Every line below must be reproduced exactly. Copy them all.

Entries taken from a collection:
========

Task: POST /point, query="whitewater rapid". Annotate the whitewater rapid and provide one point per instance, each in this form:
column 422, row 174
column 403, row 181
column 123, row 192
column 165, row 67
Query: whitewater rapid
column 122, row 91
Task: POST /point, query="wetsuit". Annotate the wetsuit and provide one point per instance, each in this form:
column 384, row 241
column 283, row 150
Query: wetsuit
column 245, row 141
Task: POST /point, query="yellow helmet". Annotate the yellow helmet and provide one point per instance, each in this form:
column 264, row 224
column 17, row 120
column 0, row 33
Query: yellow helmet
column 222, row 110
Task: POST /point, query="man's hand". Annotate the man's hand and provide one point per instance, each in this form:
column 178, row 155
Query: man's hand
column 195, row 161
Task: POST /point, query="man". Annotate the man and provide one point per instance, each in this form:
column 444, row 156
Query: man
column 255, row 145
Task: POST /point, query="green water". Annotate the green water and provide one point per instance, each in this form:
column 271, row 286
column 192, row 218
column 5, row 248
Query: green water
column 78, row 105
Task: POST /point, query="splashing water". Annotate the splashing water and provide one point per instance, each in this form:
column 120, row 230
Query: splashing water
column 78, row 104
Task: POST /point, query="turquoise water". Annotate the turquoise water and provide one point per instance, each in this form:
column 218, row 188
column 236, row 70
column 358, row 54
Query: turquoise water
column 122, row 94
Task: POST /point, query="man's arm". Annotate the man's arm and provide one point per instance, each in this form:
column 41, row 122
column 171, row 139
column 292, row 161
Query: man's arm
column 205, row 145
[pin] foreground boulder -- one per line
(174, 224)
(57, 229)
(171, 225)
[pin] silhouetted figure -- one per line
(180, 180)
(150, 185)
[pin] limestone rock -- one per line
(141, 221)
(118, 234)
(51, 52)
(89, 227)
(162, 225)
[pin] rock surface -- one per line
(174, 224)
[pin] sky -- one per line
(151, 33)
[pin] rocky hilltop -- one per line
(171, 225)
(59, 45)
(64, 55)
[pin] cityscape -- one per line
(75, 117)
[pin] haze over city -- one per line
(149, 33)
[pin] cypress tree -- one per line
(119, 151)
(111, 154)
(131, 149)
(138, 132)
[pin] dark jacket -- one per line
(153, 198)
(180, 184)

========

SOLUTION FOR THIS EXERCISE:
Task: POST /point, query="whitewater rapid". Annotate the whitewater rapid and provide one point per instance, each in this form:
column 422, row 174
column 403, row 181
column 123, row 192
column 165, row 67
Query: whitewater rapid
column 122, row 91
Task: POST /point, query="wetsuit". Annotate the wetsuit and provide one point per instance, each in this form:
column 384, row 241
column 283, row 150
Query: wetsuit
column 245, row 141
Task: POST /point, query="yellow helmet". Annotate the yellow helmet and provide one point per instance, each in this form:
column 264, row 224
column 17, row 120
column 0, row 33
Query: yellow helmet
column 222, row 110
Task: POST /point, query="man's hand". Annotate the man's hand and provide one point per instance, each in this form:
column 178, row 155
Query: man's hand
column 195, row 161
Task: POST /point, query="man". Annotate the man and provide one point per instance, each in this form:
column 444, row 156
Query: man
column 255, row 145
Task: POST /point, query="green water". Annotate the green water and provide one point per instance, each in this form:
column 271, row 286
column 192, row 218
column 5, row 248
Query: green water
column 78, row 105
Task: POST /point, query="splashing water". Annotate the splashing water and provide one point per instance, each in this form:
column 120, row 230
Query: splashing water
column 78, row 104
Task: POST /point, query="turquoise water". Annotate the turquoise water and provide one point per instance, each in this form:
column 218, row 188
column 236, row 70
column 358, row 54
Query: turquoise water
column 122, row 94
Task: POST /point, query="man's arm". Annotate the man's arm and provide one point per instance, each in this form:
column 41, row 122
column 171, row 139
column 292, row 161
Query: man's arm
column 205, row 145
[pin] foreground boulder -- one per line
(174, 224)
(57, 229)
(171, 225)
[pin] silhouetted figure -- one per line
(180, 180)
(150, 185)
[pin] limestone rock -- one per line
(141, 221)
(118, 234)
(51, 52)
(89, 227)
(162, 225)
[pin] rock surface -- one per line
(174, 224)
[pin] sky -- one per line
(151, 33)
[pin] rocky hilltop -- one per line
(171, 225)
(59, 45)
(64, 55)
[pin] cityscape -- one per line
(75, 117)
[pin] haze over city -- one per line
(149, 33)
[pin] cypress tree -- one per line
(119, 151)
(111, 154)
(131, 149)
(138, 132)
[pin] dark jacket -- one per line
(153, 198)
(180, 184)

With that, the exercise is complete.